BEGIN Input records

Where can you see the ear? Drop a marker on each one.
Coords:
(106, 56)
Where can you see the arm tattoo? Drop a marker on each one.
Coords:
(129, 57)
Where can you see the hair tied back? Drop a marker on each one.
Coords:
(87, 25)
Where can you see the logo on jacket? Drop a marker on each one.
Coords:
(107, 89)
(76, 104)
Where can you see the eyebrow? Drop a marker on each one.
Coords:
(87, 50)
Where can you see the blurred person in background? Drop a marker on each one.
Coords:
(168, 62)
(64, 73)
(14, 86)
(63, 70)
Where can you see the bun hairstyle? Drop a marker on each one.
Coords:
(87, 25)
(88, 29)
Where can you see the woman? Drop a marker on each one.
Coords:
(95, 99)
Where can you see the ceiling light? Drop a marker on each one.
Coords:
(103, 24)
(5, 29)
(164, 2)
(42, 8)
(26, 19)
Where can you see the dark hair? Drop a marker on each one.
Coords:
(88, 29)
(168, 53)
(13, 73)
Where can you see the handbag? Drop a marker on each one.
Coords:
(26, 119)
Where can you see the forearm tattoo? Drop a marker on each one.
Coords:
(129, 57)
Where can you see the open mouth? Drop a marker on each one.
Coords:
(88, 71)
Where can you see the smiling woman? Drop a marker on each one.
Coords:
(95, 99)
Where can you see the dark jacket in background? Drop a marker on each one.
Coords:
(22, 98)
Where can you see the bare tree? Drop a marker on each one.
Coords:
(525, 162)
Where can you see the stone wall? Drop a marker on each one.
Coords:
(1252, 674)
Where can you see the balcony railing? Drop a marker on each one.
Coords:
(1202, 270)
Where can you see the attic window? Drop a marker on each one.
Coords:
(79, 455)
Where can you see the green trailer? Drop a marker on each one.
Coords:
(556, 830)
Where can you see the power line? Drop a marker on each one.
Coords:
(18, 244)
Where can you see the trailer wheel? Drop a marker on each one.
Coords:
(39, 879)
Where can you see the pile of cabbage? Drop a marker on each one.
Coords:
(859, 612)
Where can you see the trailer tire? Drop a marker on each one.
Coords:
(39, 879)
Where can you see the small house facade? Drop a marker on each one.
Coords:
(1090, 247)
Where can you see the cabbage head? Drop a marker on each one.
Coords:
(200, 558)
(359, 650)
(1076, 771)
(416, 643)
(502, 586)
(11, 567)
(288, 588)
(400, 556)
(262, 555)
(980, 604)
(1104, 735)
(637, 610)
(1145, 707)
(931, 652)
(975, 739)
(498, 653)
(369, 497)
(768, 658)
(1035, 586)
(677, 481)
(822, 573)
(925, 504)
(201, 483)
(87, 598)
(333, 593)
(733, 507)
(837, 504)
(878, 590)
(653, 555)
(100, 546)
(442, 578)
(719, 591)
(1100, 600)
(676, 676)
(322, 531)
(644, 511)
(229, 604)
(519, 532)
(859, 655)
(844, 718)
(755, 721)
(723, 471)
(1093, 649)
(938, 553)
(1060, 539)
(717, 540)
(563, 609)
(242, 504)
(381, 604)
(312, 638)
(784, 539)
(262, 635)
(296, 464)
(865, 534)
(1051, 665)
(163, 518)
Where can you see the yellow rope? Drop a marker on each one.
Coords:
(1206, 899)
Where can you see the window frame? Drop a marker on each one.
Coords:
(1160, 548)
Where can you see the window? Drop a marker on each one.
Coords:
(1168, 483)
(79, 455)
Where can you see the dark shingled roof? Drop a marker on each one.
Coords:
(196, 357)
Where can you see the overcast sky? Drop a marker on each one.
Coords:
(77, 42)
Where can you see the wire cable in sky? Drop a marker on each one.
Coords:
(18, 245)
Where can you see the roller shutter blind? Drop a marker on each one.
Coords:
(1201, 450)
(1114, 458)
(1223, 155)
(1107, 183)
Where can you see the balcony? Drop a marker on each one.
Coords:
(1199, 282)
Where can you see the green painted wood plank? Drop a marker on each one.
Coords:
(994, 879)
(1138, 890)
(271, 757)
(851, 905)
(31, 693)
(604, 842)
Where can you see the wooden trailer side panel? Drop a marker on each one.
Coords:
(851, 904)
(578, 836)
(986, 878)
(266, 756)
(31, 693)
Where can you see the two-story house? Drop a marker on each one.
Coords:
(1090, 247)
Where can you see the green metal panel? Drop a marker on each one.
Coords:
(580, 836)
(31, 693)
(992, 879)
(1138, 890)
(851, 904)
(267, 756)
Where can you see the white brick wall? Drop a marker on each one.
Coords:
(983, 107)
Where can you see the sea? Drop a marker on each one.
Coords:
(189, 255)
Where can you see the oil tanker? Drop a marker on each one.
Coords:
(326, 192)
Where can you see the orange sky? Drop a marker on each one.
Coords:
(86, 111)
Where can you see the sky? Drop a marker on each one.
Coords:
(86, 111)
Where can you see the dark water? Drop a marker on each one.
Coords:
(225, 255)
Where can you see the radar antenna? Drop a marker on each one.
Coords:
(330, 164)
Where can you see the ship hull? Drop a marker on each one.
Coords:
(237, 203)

END Input records

- [What the exercise asks] Reproduce the entire listing above line for line, without altering anything.

- [Full answer]
Where can you see the ear? Drop a marker on each one.
Coords:
(106, 56)
Where can you see the arm tattoo? Drop a marker on each one.
Coords:
(129, 57)
Where can you see the hair tied back? Drop a marker on each one.
Coords:
(87, 25)
Where can you see the logo on jacket? Drop a marker on each one.
Coords:
(107, 89)
(76, 104)
Where can you see the eyebrow? Drop a marker on each one.
Coords:
(87, 50)
Where can you see the blurred person in background? Drop a marker on each one.
Coords:
(168, 62)
(64, 73)
(14, 86)
(63, 70)
Where can you see the bun hairstyle? Drop a marker on each one.
Coords:
(87, 25)
(88, 29)
Where can you see the woman? Drop a marker on each one.
Coords:
(95, 99)
Where can you see the ceiling light? Drop a marker on each one.
Coords:
(103, 24)
(5, 29)
(164, 2)
(42, 8)
(26, 19)
Where can you see the dark hair? Drop a marker on each one.
Coords:
(88, 29)
(168, 53)
(13, 73)
Where can you see the handbag? Drop a marker on each one.
Coords:
(26, 119)
Where can you see the forearm tattoo? Drop a marker on each one.
Coords:
(129, 57)
Where can you see the open mouth? Drop a marker on each one.
Coords:
(88, 71)
Where can you see the smiling woman? Drop a marker on each one.
Coords:
(95, 99)
Where can you see the dark jacket in background? Drop a marker on each one.
Coords:
(22, 98)
Where can you see the bare tree? Drop a marker on each one.
Coords:
(525, 162)
Where can you see the stone wall? Drop a marker on each one.
Coords:
(1252, 674)
Where can you see the balcony railing? Drop a marker on each one.
Coords:
(1202, 270)
Where can you see the attic window? Drop a marker on each one.
Coords:
(79, 455)
Where can you see the green trailer? Drop a marker on each one.
Coords:
(556, 830)
Where can you see the power line? Drop a marker on each one.
Coords:
(18, 244)
Where can you see the trailer wheel? Drop a marker on each one.
Coords:
(39, 879)
Where can you see the pile of cabbage? Drop a marker on each one.
Coords:
(859, 612)
Where can you see the trailer tire? Drop a marker on each one.
Coords:
(39, 879)
Where can you see the small house facade? Drop a marker on each one.
Coords:
(1090, 247)
Where can you see the cabbage head? Drop a marker on each one.
Coords:
(200, 558)
(359, 650)
(1076, 771)
(416, 643)
(502, 586)
(11, 567)
(288, 588)
(400, 556)
(262, 555)
(980, 604)
(1104, 735)
(637, 610)
(1145, 707)
(931, 652)
(975, 739)
(498, 653)
(369, 497)
(768, 658)
(1035, 586)
(677, 481)
(822, 573)
(925, 504)
(201, 483)
(87, 598)
(333, 593)
(733, 507)
(837, 504)
(878, 590)
(653, 555)
(100, 546)
(442, 578)
(719, 591)
(1100, 600)
(676, 676)
(322, 531)
(644, 511)
(229, 604)
(519, 532)
(859, 655)
(844, 718)
(755, 721)
(723, 471)
(1093, 649)
(938, 553)
(1060, 539)
(717, 540)
(563, 609)
(242, 504)
(381, 604)
(312, 638)
(784, 539)
(262, 635)
(296, 464)
(865, 534)
(1051, 665)
(163, 518)
Where can you see the yellow rope? Drop a marker on each one.
Coords:
(1206, 899)
Where can you see the window frame? Drop a marker on each one.
Coords:
(1160, 548)
Where can you see the window? Drop a marker on each one.
Coords:
(1168, 483)
(79, 455)
Where can you see the dark shingled roof? Drop a marker on each one.
Coords:
(196, 357)
Where can you see the overcast sky? Drop a marker on each one.
Coords:
(77, 42)
Where can you see the wire cable in sky? Drop a marker on each one.
Coords:
(18, 245)
Where can you see the roller shutter blind? Drop a marker on each one.
Coords:
(1201, 450)
(1114, 458)
(1223, 155)
(1107, 183)
Where can you see the balcony? Drop a marker on each one.
Coords:
(1199, 282)
Where can you see the green painted wood plank? Drop a marker on each one.
Coords:
(994, 879)
(1138, 890)
(271, 757)
(851, 905)
(31, 693)
(604, 842)
Where can you see the wooden trailer side panel? Drop a marker on each one.
Coords:
(851, 904)
(578, 836)
(986, 878)
(266, 756)
(31, 693)
Where can you see the two-story house? Drop a marker on each one.
Coords:
(1090, 247)
Where can you see the green metal panel? Drop a marker on each one.
Coords:
(580, 836)
(31, 693)
(992, 879)
(1138, 890)
(851, 904)
(267, 756)
Where can you see the white brick wall? Drop a marker on each one.
Coords:
(983, 107)
Where can you see the sea? Drop a marker on each one.
Coords:
(189, 255)
Where can you see the oil tanker? Drop a marker on each one.
Coords:
(326, 192)
Where can you see the orange sky? Drop a marker on each one.
Coords:
(86, 111)
Where can you see the sky? Drop a marker on each one.
Coords:
(86, 111)
Where can you see the dark water? Drop a marker on each one.
Coords:
(225, 255)
Where can you see the radar antenna? Drop a marker on each one.
Coords:
(330, 164)
Where can you see the ship hull? Drop a marker on each one.
Coords:
(237, 203)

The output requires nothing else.